- TASK TO COMPLETE -
Would you transcribe all of the data exactly, down to the last character?

- GIVEN ENTRIES -
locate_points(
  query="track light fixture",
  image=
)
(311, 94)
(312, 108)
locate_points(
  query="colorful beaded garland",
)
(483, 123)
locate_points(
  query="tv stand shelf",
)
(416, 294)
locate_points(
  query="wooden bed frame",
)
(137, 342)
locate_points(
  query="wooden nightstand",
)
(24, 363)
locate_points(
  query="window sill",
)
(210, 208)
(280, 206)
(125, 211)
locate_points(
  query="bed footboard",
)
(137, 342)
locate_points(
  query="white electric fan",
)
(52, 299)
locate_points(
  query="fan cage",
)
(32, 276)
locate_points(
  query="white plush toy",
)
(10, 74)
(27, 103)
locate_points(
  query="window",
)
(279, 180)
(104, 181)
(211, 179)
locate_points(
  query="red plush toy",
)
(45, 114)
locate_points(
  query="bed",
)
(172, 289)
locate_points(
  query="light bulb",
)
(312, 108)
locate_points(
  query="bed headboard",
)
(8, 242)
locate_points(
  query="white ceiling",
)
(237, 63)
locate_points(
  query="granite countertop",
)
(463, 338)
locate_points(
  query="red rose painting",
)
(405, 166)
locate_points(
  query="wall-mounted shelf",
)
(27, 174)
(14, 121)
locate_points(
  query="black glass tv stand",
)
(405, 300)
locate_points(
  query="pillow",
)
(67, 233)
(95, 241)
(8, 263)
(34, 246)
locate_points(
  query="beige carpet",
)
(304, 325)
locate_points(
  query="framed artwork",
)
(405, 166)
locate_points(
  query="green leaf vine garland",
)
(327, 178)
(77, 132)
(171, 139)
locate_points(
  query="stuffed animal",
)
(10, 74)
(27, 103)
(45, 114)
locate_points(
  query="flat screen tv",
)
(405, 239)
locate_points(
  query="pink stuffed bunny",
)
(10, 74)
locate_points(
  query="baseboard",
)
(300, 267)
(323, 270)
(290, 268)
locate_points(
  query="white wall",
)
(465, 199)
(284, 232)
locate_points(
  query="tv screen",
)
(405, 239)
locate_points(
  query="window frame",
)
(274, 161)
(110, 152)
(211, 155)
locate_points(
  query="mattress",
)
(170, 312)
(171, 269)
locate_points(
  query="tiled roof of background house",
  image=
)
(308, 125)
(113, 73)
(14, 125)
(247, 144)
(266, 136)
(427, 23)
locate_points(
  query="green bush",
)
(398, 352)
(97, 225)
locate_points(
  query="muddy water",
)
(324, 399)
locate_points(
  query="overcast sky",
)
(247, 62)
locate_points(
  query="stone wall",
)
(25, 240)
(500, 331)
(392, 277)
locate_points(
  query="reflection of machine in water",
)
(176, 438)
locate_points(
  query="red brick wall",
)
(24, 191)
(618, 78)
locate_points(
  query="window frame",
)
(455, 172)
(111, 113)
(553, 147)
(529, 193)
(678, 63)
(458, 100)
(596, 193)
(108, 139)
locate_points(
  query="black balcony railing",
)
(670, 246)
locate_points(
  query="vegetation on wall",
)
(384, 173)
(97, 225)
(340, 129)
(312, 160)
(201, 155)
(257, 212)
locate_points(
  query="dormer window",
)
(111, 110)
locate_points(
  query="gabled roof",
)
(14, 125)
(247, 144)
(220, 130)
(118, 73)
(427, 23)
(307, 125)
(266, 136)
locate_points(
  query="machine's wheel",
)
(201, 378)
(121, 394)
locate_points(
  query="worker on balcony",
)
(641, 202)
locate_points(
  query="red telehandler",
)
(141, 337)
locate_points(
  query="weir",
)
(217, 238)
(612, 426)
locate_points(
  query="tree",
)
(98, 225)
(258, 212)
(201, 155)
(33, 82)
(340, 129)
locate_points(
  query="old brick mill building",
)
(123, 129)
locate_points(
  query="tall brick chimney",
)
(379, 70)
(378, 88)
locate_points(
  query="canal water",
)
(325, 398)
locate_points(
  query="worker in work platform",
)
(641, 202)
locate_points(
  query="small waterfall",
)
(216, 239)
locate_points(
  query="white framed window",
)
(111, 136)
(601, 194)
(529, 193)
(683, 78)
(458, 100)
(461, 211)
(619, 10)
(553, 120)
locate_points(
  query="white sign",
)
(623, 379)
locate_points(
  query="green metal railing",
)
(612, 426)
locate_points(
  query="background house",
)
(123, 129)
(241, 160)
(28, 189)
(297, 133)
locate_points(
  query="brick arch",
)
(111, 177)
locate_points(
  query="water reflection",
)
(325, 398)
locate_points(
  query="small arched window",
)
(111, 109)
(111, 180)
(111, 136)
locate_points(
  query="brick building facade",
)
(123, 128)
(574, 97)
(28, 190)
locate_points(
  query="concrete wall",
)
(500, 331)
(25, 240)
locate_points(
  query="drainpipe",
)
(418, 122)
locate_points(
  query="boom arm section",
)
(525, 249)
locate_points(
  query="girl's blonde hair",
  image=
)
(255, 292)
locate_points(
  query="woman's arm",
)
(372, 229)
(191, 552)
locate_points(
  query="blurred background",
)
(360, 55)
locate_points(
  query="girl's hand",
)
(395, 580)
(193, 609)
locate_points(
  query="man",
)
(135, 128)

- SOLVED PROBLEM -
locate_points(
  query="track light fixture",
  image=
)
(311, 94)
(312, 108)
locate_points(
  query="colorful beaded garland",
)
(483, 123)
locate_points(
  query="tv stand shelf",
)
(416, 294)
locate_points(
  query="wooden bed frame",
)
(137, 342)
locate_points(
  query="wooden nightstand",
)
(24, 363)
locate_points(
  query="window sill",
)
(210, 208)
(280, 206)
(125, 211)
locate_points(
  query="bed footboard",
)
(137, 342)
locate_points(
  query="white electric fan",
)
(52, 299)
locate_points(
  query="fan cage",
)
(32, 276)
locate_points(
  query="white plush toy",
)
(10, 74)
(27, 103)
locate_points(
  query="window",
)
(279, 180)
(104, 181)
(211, 179)
locate_points(
  query="red plush toy",
)
(45, 114)
locate_points(
  query="bed",
)
(172, 289)
locate_points(
  query="light bulb",
)
(312, 108)
locate_points(
  query="bed headboard",
)
(8, 242)
locate_points(
  query="white ceiling",
)
(237, 63)
locate_points(
  query="granite countertop",
)
(463, 338)
locate_points(
  query="red rose painting",
)
(405, 166)
locate_points(
  query="wall-mounted shelf",
)
(27, 174)
(14, 121)
locate_points(
  query="black glass tv stand",
)
(405, 300)
locate_points(
  query="pillow",
)
(67, 233)
(95, 241)
(8, 263)
(34, 246)
locate_points(
  query="beige carpet",
)
(304, 325)
locate_points(
  query="framed artwork",
)
(405, 166)
locate_points(
  query="green leaf vine garland",
)
(327, 178)
(77, 132)
(171, 139)
locate_points(
  query="stuffed animal",
)
(10, 74)
(27, 103)
(45, 114)
locate_points(
  query="flat screen tv",
)
(405, 239)
locate_points(
  query="pink stuffed bunny",
)
(10, 74)
locate_points(
  query="baseboard",
)
(300, 267)
(323, 270)
(290, 268)
locate_points(
  query="white wall",
)
(465, 199)
(284, 232)
locate_points(
  query="tv screen",
)
(405, 239)
locate_points(
  query="window frame",
)
(274, 161)
(110, 152)
(211, 155)
locate_points(
  query="mattress",
)
(170, 312)
(171, 269)
locate_points(
  query="tiled roof of background house",
  image=
)
(308, 125)
(113, 73)
(14, 125)
(247, 144)
(266, 136)
(427, 23)
locate_points(
  query="green bush",
)
(398, 352)
(97, 225)
locate_points(
  query="muddy water",
)
(324, 399)
locate_points(
  query="overcast sky",
)
(247, 62)
locate_points(
  query="stone wall",
)
(25, 240)
(500, 331)
(392, 277)
locate_points(
  query="reflection of machine in water",
)
(176, 438)
locate_points(
  query="red brick wall",
)
(24, 191)
(618, 78)
locate_points(
  query="window frame",
)
(455, 172)
(111, 113)
(553, 147)
(529, 193)
(678, 63)
(458, 100)
(596, 193)
(108, 139)
locate_points(
  query="black balcony railing",
)
(670, 246)
locate_points(
  query="vegetation on wall",
)
(384, 173)
(97, 225)
(340, 129)
(312, 160)
(201, 155)
(257, 212)
locate_points(
  query="dormer window",
)
(111, 110)
locate_points(
  query="gabled roof",
)
(14, 125)
(247, 144)
(220, 130)
(118, 73)
(427, 23)
(307, 125)
(266, 136)
locate_points(
  query="machine's wheel",
)
(201, 378)
(121, 394)
locate_points(
  query="worker on balcony",
)
(641, 202)
locate_points(
  query="red telehandler",
)
(141, 337)
locate_points(
  query="weir",
)
(217, 238)
(612, 426)
locate_points(
  query="tree",
)
(98, 225)
(258, 212)
(201, 155)
(33, 82)
(340, 129)
locate_points(
  query="old brick mill building",
)
(123, 129)
locate_points(
  query="tall brick chimney",
)
(379, 70)
(378, 88)
locate_points(
  query="canal water",
)
(325, 398)
locate_points(
  query="worker in work platform",
)
(641, 202)
locate_points(
  query="small waterfall",
)
(216, 239)
locate_points(
  query="white framed window",
)
(111, 136)
(601, 194)
(529, 193)
(683, 78)
(458, 100)
(461, 211)
(619, 10)
(553, 120)
locate_points(
  query="white sign",
)
(623, 379)
locate_points(
  query="green metal railing",
)
(612, 426)
locate_points(
  query="background house",
)
(123, 129)
(241, 160)
(28, 189)
(297, 133)
locate_points(
  query="brick arch",
)
(111, 177)
locate_points(
  query="water reflection",
)
(325, 398)
locate_points(
  query="small arched window",
)
(111, 109)
(111, 180)
(111, 136)
locate_points(
  query="brick building facade",
)
(123, 128)
(574, 97)
(28, 190)
locate_points(
  query="concrete wall",
)
(500, 331)
(25, 240)
locate_points(
  query="drainpipe",
)
(418, 122)
locate_points(
  query="boom arm section",
)
(525, 249)
locate_points(
  query="girl's blonde hair",
  image=
)
(255, 292)
locate_points(
  query="woman's arm",
)
(372, 229)
(191, 552)
locate_points(
  query="blurred background",
)
(360, 55)
locate_points(
  query="girl's hand",
)
(395, 580)
(193, 609)
locate_points(
  query="man",
)
(135, 128)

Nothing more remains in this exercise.